## [Assignment]
Restate word for word every entry that appears below, skipping its pictures.

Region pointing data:
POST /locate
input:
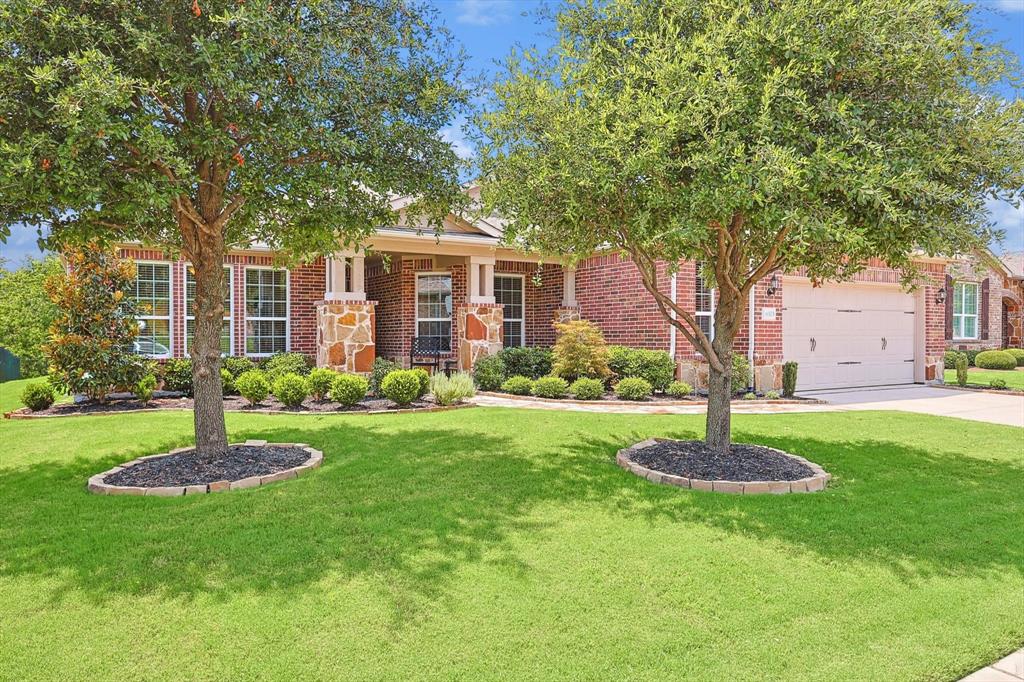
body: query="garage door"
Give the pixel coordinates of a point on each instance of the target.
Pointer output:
(848, 335)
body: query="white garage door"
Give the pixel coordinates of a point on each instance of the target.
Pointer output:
(848, 335)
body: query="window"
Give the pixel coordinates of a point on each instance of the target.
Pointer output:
(433, 307)
(965, 310)
(266, 311)
(225, 330)
(153, 294)
(508, 292)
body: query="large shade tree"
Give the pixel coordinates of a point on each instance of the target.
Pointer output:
(754, 136)
(195, 125)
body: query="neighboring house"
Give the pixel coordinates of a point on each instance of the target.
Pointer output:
(474, 296)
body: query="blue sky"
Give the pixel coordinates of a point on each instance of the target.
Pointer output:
(488, 29)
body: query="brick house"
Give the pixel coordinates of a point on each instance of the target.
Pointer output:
(475, 295)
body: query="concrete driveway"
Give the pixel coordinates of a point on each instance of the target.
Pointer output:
(976, 406)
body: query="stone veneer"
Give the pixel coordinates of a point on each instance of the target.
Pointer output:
(809, 484)
(345, 335)
(479, 332)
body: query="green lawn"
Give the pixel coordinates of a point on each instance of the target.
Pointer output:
(506, 544)
(976, 377)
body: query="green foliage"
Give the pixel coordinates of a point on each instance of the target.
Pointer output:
(633, 388)
(679, 389)
(580, 351)
(90, 347)
(177, 375)
(654, 366)
(38, 395)
(995, 359)
(381, 369)
(321, 380)
(253, 386)
(454, 389)
(790, 378)
(518, 385)
(489, 373)
(401, 386)
(348, 389)
(587, 389)
(551, 387)
(526, 361)
(27, 312)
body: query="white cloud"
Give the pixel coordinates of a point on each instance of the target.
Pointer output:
(487, 12)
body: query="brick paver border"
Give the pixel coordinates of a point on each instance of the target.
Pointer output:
(810, 484)
(98, 486)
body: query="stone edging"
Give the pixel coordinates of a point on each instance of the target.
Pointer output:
(810, 484)
(97, 486)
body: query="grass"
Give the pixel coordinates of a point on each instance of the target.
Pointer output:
(976, 377)
(506, 544)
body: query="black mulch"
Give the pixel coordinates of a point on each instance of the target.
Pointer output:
(693, 459)
(186, 468)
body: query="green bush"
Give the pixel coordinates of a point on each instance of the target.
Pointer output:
(995, 359)
(489, 373)
(281, 364)
(321, 381)
(348, 389)
(450, 390)
(634, 388)
(654, 366)
(790, 378)
(553, 387)
(291, 389)
(144, 388)
(587, 389)
(253, 386)
(518, 385)
(401, 386)
(679, 389)
(381, 369)
(176, 374)
(524, 361)
(38, 395)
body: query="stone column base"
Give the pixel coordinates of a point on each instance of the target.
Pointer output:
(480, 328)
(345, 336)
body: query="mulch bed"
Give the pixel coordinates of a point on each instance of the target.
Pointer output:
(187, 468)
(692, 459)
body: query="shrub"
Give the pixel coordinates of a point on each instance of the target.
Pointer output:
(523, 361)
(790, 379)
(381, 369)
(518, 385)
(291, 389)
(489, 373)
(38, 395)
(177, 375)
(349, 389)
(679, 389)
(400, 386)
(320, 381)
(587, 389)
(553, 387)
(144, 388)
(995, 359)
(654, 366)
(253, 386)
(281, 364)
(634, 388)
(450, 390)
(580, 351)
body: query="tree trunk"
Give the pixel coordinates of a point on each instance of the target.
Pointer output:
(211, 434)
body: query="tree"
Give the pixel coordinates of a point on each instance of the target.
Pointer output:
(754, 137)
(26, 311)
(194, 125)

## [Your response]
POST /locate
input:
body: query="garage door"
Give the pixel coordinates of a point on each instance of the target.
Pointer output:
(848, 335)
body: query="white garage door"
Give the pixel coordinates of a point on each instance of the target.
Pointer output:
(848, 335)
body: query="window"
Give the pixel coordinates of a point on each instance of the target.
Pointer output:
(433, 307)
(965, 310)
(266, 311)
(225, 330)
(153, 294)
(508, 292)
body: query="large shade tree"
Give the pixel coordinates of a point on each instance of the target.
Pointer output:
(754, 136)
(195, 125)
body: query="neighboring house"
Give the pixel coordinates of a point on each instance of the target.
Pointer output:
(474, 296)
body: query="blue sky"
Give the pixel coordinates of a point on each instance of the target.
Pointer output:
(488, 29)
body: query="brick house"
Give the pixel coordinates of a point on each instance of the target.
Pointer output:
(475, 295)
body: query="concrete driveway"
Give the pixel coordinates of a point on each instance of the target.
Pointer output:
(976, 406)
body: query="stone veneer"
Give the pixel coordinates of a point on each instance of the target.
Pointer output:
(809, 484)
(345, 335)
(479, 332)
body: query="green lawn"
Give the pixel coordinates of a point on each instance of the target.
Pointer output:
(506, 544)
(976, 377)
body: query="green foliage"
Give the pixel coordinates of a point on each instance of the target.
Pointer output:
(633, 388)
(679, 389)
(580, 351)
(90, 347)
(177, 375)
(654, 366)
(38, 395)
(995, 359)
(381, 369)
(321, 380)
(253, 386)
(454, 389)
(790, 378)
(518, 385)
(489, 373)
(401, 386)
(348, 389)
(587, 389)
(551, 387)
(526, 361)
(27, 312)
body: query="white cloud"
Give the pixel coordinates of a point on each instance of the target.
Pointer output:
(487, 12)
body: query="brick paver border"
Give the pixel coordinates of a point on each instance of the target.
Pointer output:
(810, 484)
(98, 486)
body: query="stone edging"
Give the pixel coordinates of a point on each instance of the target.
Pointer output:
(810, 484)
(97, 486)
body: query="grass"
Give the pixel coordinates of a point on each instance of the target.
Pointer output:
(976, 377)
(506, 544)
body: query="black mulch"
Give the pixel coordinates of a point on each instance of the target.
Pointer output:
(693, 459)
(186, 468)
body: query="green bush"
Give the pixel coordinates of a point on each instance of the target.
Pointer output:
(995, 359)
(489, 373)
(281, 364)
(321, 381)
(348, 389)
(450, 390)
(634, 388)
(654, 366)
(790, 378)
(553, 387)
(291, 389)
(144, 388)
(587, 389)
(253, 386)
(518, 385)
(401, 386)
(679, 389)
(381, 369)
(176, 374)
(524, 361)
(38, 395)
body: query="stone column base"
Give the pixel coordinates of a point on each instance of the target.
Pointer output:
(480, 328)
(345, 336)
body: query="mulch bed"
Give the pixel coordinates of a point on each instance of the target.
Pointer output:
(187, 468)
(692, 459)
body: query="shrub"
Give the pixel coordinates of a point on each instance of the target.
Pointer output:
(523, 361)
(790, 379)
(381, 369)
(518, 385)
(291, 389)
(489, 373)
(38, 395)
(177, 375)
(349, 389)
(679, 389)
(400, 386)
(320, 381)
(587, 389)
(553, 387)
(144, 388)
(995, 359)
(654, 366)
(253, 386)
(281, 364)
(634, 388)
(450, 390)
(580, 351)
body: query="tree trunk"
Give the pixel coordinates of a point on each instance of the target.
Pointer output:
(211, 434)
body: query="tree"
Give the pixel coordinates of a point on each instance of the target.
Pointer output:
(754, 137)
(26, 311)
(194, 125)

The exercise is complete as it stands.